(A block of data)

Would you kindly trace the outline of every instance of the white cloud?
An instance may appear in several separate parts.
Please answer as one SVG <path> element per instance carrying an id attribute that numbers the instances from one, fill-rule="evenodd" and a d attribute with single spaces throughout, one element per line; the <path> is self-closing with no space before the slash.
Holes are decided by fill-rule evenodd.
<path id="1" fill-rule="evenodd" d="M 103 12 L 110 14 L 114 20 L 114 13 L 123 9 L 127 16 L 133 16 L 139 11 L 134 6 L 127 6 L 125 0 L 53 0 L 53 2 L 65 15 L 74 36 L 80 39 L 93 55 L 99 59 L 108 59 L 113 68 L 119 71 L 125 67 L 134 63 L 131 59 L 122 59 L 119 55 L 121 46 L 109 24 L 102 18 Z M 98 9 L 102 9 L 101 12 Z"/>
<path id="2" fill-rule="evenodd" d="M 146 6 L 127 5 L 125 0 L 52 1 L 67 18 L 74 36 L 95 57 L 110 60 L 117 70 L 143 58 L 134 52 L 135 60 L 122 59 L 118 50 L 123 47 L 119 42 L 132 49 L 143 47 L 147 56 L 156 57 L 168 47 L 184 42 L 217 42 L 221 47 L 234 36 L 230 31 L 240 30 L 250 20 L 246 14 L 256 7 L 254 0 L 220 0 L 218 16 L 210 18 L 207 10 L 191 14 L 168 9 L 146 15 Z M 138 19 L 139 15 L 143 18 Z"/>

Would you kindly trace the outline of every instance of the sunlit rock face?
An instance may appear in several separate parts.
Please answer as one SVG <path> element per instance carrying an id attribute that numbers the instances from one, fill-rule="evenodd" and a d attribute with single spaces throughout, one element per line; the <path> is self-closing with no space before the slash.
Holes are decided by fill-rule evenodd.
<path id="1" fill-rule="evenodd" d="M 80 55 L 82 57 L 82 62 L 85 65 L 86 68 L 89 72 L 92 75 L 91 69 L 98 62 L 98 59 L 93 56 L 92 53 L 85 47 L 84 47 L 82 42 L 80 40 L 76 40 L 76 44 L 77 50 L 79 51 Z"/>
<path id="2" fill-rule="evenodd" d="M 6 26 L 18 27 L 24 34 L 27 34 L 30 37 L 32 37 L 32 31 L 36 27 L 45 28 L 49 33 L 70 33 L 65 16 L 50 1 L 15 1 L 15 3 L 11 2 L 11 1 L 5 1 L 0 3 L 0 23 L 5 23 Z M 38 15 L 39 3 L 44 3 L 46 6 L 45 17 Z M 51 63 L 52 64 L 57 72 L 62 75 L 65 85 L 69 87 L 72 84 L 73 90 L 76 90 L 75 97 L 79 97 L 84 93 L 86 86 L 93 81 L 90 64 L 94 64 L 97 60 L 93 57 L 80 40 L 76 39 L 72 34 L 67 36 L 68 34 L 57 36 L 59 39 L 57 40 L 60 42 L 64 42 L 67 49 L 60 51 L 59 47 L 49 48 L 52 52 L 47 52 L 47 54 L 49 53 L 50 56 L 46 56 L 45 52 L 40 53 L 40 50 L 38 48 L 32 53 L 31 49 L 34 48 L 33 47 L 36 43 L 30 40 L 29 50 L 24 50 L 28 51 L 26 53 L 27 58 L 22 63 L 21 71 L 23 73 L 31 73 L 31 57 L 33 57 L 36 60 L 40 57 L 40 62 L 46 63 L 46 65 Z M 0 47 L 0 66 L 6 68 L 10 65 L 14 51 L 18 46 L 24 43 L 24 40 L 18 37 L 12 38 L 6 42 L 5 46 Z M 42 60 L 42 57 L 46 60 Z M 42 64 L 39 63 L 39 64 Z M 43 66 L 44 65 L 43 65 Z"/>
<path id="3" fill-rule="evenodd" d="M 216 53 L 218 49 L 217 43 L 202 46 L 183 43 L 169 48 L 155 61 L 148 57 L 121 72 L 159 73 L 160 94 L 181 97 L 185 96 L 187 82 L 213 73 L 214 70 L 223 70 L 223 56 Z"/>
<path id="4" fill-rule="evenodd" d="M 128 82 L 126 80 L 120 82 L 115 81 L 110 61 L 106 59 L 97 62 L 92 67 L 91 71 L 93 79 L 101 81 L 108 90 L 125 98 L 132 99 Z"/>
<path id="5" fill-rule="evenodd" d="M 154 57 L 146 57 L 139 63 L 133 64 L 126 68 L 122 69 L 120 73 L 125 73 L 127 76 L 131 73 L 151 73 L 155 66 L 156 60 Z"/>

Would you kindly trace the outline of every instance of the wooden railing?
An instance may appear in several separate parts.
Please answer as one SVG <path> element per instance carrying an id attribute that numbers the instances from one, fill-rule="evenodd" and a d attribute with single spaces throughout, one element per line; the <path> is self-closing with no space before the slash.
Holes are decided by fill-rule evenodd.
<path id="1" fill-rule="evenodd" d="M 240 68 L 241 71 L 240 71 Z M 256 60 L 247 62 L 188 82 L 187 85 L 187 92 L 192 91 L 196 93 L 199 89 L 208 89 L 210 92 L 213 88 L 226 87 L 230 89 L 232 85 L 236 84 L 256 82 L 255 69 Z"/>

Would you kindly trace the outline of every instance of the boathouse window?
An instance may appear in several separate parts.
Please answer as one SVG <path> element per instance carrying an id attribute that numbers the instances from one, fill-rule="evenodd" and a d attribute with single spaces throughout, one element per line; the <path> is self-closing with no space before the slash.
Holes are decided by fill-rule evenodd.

*Exercise*
Please copy the records starting at the line that contains "the wooden railing?" and ending at the end of the records, swapping "boathouse window" for "boathouse door" and leaving everything else unchanged.

*Finished task*
Would you kindly trace the outline of every instance of the wooden railing?
An instance may appear in several separate parts.
Please answer as one SVG <path> element per instance carrying an id attribute that numbers the instances from one, fill-rule="evenodd" and a d attribute with single spaces throughout, one element per line; the <path> is self-closing with no space before the slash.
Holes are decided by fill-rule evenodd.
<path id="1" fill-rule="evenodd" d="M 240 68 L 241 71 L 240 71 Z M 256 60 L 247 62 L 188 82 L 187 85 L 187 92 L 192 91 L 196 93 L 199 89 L 208 89 L 210 92 L 213 88 L 226 87 L 230 89 L 232 85 L 236 84 L 256 82 L 255 69 Z"/>

Would you kindly trace the outline of every instance of the boathouse door?
An instance may appear in several separate parts.
Please answer as one SVG <path> element per instance carrying an id attribute that numbers the instances from one, fill-rule="evenodd" and a d attribute with single spaces throughout, one element per line; the <path> is self-closing with no space before the slash.
Holes are decided by fill-rule evenodd.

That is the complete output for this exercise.